Locate each line in the material below that contains the string "ferris", treating uppercase and lowercase as different, and copy those lines out.
━━━━━━━━━━━━━━━━
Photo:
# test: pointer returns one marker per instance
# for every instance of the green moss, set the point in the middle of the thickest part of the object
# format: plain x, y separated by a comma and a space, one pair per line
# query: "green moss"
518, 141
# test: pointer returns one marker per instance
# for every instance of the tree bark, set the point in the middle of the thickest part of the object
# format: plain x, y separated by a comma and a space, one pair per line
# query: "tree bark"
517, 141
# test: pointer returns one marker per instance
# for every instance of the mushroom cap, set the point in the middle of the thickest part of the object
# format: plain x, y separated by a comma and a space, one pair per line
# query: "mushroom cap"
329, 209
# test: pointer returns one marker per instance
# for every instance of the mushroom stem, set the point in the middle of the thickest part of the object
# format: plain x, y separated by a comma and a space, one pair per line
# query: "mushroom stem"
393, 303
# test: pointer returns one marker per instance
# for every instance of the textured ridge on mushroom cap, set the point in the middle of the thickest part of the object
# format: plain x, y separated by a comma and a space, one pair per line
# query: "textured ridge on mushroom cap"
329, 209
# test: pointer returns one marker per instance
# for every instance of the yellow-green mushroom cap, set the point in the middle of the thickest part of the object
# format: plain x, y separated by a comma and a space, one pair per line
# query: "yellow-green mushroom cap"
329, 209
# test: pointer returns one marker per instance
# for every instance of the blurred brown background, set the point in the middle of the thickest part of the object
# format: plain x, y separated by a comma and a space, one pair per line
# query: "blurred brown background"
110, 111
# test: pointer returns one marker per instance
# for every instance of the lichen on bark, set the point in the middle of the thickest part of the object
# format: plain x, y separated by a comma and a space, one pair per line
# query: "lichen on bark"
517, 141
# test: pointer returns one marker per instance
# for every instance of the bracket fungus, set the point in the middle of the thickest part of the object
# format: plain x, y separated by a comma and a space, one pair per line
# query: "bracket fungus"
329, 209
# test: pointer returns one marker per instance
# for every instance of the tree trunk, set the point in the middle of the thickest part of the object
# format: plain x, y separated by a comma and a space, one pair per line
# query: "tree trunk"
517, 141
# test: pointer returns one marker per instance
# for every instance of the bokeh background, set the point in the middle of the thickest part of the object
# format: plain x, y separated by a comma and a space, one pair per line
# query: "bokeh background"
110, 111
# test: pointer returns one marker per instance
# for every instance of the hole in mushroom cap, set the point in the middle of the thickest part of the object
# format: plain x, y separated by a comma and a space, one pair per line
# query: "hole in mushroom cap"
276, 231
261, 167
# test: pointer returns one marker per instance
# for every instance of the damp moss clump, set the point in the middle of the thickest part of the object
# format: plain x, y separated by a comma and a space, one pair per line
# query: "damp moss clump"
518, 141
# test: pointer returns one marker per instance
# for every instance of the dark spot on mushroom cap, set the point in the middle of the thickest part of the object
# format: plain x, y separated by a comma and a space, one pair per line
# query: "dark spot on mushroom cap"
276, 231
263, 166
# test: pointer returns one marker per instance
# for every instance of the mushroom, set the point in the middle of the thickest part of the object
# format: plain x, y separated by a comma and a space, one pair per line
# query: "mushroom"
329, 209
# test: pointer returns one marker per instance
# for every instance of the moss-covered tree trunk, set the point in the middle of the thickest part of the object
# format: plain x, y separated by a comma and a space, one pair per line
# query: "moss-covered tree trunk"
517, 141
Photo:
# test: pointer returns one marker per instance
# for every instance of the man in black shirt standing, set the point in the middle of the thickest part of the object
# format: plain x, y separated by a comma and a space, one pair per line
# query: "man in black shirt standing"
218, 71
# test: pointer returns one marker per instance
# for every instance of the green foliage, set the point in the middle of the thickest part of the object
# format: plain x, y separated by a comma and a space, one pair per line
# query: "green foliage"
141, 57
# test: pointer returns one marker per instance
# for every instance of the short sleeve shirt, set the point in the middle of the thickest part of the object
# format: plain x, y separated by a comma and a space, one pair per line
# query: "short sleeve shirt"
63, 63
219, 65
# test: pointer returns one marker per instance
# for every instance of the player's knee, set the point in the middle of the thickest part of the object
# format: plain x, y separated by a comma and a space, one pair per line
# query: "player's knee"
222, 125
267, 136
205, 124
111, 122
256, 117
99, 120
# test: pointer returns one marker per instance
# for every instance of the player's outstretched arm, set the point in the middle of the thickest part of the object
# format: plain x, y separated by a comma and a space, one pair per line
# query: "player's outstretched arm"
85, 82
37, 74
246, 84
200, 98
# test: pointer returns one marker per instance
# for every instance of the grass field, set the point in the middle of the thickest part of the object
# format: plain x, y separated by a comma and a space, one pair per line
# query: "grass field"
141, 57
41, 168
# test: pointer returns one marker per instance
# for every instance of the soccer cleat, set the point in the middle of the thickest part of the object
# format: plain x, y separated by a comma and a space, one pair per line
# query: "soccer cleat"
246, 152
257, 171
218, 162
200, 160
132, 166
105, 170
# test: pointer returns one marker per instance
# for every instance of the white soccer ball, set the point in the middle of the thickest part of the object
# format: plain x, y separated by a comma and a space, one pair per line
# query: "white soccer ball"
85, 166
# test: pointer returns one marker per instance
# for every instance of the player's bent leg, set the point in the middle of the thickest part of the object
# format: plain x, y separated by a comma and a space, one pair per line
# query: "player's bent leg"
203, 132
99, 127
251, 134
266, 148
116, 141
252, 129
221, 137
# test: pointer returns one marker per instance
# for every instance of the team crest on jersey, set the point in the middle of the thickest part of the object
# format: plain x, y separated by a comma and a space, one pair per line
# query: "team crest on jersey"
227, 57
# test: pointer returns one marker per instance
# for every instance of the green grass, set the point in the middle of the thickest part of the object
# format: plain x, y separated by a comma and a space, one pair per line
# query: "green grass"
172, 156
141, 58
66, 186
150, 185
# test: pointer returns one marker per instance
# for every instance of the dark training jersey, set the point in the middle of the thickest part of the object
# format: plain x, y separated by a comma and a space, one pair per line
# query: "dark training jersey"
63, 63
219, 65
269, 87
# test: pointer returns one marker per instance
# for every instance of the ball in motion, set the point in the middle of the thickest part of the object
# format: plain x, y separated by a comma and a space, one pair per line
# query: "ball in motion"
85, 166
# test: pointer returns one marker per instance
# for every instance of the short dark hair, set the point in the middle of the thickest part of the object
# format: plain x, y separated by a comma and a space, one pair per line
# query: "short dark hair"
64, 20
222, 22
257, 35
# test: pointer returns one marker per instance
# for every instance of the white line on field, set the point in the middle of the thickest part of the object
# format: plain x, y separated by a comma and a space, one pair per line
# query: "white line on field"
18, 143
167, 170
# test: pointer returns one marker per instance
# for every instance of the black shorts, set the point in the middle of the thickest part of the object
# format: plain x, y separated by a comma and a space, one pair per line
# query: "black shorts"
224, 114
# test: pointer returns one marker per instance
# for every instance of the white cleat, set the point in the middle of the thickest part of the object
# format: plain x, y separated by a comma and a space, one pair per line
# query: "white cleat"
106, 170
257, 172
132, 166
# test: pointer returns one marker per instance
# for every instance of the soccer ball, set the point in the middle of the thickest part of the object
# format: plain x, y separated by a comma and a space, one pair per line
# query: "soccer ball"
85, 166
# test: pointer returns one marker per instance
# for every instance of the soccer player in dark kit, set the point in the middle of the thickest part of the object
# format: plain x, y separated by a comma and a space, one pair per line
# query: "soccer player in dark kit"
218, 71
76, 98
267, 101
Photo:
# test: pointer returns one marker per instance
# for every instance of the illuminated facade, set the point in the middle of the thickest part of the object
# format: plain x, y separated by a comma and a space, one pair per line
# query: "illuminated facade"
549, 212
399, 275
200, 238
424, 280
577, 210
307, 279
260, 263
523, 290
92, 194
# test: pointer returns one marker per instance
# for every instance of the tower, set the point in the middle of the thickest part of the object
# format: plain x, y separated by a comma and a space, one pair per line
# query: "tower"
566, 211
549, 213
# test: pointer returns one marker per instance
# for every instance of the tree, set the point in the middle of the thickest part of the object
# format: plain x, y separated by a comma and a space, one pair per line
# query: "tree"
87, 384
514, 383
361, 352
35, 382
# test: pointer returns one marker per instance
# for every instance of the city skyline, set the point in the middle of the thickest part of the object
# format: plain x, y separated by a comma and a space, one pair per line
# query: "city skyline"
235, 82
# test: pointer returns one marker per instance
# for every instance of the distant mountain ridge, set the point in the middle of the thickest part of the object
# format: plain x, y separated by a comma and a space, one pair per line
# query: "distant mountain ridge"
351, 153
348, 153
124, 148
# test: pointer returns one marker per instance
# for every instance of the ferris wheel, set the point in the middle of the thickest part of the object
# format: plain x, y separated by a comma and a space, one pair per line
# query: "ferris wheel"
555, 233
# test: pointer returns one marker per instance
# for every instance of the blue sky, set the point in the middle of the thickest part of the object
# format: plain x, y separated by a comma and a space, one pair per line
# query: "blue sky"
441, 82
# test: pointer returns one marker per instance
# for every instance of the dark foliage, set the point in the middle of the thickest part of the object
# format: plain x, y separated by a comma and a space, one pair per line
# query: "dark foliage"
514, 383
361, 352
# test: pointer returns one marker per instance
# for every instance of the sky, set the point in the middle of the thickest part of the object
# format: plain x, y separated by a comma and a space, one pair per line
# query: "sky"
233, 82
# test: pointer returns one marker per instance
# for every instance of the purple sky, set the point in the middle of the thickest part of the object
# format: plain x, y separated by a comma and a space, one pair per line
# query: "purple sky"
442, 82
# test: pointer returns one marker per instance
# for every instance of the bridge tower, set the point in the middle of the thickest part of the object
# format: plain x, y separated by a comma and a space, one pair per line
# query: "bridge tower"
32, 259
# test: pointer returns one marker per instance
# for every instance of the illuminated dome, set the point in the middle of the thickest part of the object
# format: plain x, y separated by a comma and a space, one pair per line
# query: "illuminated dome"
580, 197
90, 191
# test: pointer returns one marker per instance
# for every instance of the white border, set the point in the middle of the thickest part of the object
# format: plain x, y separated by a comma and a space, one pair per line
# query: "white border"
━━━━━━━━━━━━━━━━
| Complete response |
# for every instance of the ferris wheel, set the point in the middle of the thickest part of the object
# query: "ferris wheel"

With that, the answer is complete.